+++ Records to process +++
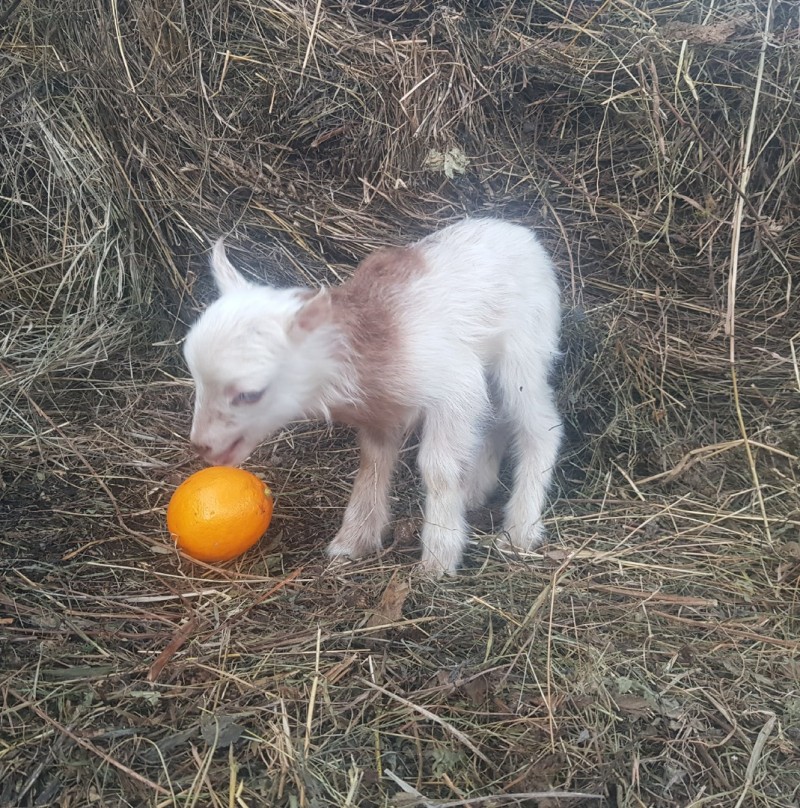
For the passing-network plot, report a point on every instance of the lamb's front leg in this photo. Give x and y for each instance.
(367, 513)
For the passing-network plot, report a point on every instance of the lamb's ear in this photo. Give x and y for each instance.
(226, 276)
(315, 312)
+++
+++ Records to process +++
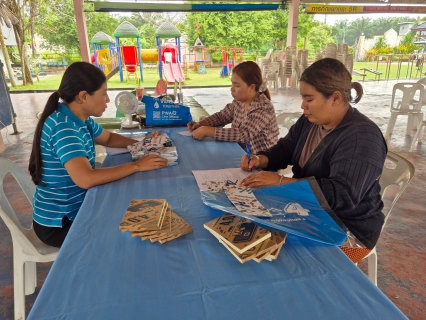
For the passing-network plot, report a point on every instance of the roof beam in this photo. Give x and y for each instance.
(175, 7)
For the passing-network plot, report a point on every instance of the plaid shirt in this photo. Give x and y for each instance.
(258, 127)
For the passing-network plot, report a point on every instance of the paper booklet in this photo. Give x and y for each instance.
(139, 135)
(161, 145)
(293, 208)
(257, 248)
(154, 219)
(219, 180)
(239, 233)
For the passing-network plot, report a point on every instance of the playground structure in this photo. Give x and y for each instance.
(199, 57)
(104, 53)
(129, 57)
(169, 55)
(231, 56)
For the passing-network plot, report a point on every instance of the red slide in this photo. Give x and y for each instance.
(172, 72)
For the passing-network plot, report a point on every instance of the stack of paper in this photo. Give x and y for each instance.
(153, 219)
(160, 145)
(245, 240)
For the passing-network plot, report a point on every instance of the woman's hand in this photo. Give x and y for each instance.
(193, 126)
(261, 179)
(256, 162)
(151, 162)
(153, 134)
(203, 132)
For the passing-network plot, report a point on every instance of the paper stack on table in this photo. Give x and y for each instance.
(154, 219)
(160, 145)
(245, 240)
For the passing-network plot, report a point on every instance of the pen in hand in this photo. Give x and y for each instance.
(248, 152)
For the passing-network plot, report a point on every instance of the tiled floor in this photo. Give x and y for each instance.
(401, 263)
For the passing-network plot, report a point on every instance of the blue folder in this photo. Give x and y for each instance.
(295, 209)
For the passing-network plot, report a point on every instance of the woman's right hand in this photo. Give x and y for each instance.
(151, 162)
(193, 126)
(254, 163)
+++
### Exercise brief
Please show each line above that contains the word "stack", copied in full.

### Correct output
For the passing-network plot, report a point on every instance of the stack of paper in this photo. Give x and y for each instance.
For the passing-network plot, report a point on every instance of the paper stack on table in this photo. Give x and y for each instance.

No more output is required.